_QUESTIONS ON THE MATERIAL_
**a.** In the CPI report, copy the passage from "Within the core, along" up to and including "hurry rate increases.", changing "airline fares" to "plane tickets".
**b.** According to the CPI report, by how much did gasoline prices increase in March?

_DOCUMENT SEGMENT_
--- START ---

Higher energy prices coming up from low levels boosted the CPI. But the trend is still soft. Overall consumer price inflation rose 0.2 percent after rebounding 0.2 percent in February. The March figure equaled analysts’ forecast for a 0.2 percent gain. Energy increased 1.1 percent after gaining 1.0 percent in February. Gasoline prices increased 3.9 percent after rebounding 2.4 percent in February after plummeting 18.7 percent in January, Food slipped 0.2 percent after rising 0.2 percent in February. Excluding food and energy, consumer price inflation posted at a 0.2 percent increase, following a 0.2 percent rise for February. Analysts forecast a 0.1 percent gain.
Within the core, along with the shelter index, a broad array of indexes rose in March, including medical care, used cars and trucks, apparel, new vehicles, household furnishings and operations, and recreation. The index for airline fares, in contrast, declined for the fourth time in the last 5 months.
On a seasonally adjusted basis, the headline CPI was essentially unchanged after being down 0.1 percent in February on a year-ago basis. Excluding food and energy, the year-ago rate was 1.8 percent versus 1.7 percent February. Essentially, the trend in inflation is still sluggish and will allow the Fed to not hurry rate increases.

--- END ---

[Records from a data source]
--- START ---

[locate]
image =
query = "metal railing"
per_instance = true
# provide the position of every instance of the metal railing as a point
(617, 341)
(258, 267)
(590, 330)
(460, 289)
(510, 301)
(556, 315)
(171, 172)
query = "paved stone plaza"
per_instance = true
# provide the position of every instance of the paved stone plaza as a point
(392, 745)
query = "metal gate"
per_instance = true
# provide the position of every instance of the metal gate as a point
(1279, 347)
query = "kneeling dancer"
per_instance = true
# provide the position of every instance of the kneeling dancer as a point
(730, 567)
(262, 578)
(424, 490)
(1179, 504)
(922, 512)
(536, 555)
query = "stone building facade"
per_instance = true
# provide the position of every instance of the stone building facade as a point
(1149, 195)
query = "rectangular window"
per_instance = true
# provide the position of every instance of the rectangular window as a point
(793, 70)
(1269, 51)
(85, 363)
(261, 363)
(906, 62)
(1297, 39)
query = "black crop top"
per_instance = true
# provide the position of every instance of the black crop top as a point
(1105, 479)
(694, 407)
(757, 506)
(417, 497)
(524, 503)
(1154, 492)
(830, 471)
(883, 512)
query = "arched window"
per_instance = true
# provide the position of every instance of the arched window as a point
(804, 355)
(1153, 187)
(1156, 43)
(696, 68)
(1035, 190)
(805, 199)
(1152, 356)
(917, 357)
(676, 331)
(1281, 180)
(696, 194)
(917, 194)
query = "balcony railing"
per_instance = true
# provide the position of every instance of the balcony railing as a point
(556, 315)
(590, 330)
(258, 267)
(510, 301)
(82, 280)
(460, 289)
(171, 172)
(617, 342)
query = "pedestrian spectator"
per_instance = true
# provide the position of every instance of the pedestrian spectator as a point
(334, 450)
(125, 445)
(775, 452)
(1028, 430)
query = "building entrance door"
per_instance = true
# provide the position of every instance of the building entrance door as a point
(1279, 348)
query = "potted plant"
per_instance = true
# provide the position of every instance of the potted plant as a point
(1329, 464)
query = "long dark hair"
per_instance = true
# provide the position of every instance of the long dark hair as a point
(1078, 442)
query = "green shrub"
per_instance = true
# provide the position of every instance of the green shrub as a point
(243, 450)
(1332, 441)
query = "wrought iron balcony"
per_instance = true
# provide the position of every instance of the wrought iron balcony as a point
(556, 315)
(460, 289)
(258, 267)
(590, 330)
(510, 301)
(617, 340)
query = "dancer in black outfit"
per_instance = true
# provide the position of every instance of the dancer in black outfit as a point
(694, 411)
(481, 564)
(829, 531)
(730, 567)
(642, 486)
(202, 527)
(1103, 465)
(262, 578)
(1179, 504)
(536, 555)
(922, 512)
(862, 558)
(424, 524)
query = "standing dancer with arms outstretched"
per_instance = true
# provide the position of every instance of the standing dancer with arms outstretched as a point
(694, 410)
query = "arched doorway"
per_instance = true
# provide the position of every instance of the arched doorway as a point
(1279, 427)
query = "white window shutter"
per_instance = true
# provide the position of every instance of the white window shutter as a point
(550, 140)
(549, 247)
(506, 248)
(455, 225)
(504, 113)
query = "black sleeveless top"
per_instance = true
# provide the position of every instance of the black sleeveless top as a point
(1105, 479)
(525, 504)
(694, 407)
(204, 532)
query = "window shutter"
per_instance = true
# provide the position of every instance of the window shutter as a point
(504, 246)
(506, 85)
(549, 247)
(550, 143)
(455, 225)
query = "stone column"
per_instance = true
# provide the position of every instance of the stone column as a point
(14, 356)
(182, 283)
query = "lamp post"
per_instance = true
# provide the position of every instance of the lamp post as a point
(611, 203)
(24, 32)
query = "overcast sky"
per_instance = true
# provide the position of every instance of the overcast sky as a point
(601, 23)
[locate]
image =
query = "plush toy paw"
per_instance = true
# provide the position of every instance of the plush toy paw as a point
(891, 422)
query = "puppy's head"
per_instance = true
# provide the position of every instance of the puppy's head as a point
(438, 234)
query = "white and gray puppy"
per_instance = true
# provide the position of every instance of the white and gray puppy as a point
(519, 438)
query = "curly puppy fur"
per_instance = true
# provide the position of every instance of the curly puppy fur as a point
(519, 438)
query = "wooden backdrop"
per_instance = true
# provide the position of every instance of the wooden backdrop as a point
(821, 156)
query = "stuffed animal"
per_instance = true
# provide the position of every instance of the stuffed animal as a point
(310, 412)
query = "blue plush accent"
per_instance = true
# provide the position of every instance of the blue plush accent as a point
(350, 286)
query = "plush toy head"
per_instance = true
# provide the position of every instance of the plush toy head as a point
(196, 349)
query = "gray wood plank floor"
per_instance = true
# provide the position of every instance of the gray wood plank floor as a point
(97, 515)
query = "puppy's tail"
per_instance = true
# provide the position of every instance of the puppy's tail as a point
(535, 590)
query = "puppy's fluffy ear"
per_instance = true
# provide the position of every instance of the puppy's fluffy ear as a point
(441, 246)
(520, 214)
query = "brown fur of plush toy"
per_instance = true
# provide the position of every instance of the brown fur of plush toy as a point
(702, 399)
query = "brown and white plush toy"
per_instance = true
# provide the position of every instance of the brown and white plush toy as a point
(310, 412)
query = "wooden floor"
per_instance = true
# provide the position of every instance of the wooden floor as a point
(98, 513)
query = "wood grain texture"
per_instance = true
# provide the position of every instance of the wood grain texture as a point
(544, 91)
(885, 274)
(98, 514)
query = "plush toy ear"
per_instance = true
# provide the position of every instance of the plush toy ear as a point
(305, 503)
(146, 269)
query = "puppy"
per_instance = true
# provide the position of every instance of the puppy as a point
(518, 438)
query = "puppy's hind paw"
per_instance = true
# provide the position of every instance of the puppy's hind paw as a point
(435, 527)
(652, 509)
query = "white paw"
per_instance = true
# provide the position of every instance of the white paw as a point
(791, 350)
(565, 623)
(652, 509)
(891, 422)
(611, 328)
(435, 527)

--- END ---

_SOLUTIONS TO THE TASKS_
**a.**
Within the core, along with the shelter index, a broad array of indexes rose in March, including medical care, used cars and trucks, apparel, new vehicles, household furnishings and operations, and recreation. The index for plane tickets, in contrast, declined for the fourth time in the last 5 months.
On a seasonally adjusted basis, the headline CPI was essentially unchanged after being down 0.1 percent in February on a year-ago basis. Excluding food and energy, the year-ago rate was 1.8 percent versus 1.7 percent February. Essentially, the trend in inflation is still sluggish and will allow the Fed to not hurry rate increases.

**b.** 3.9 percent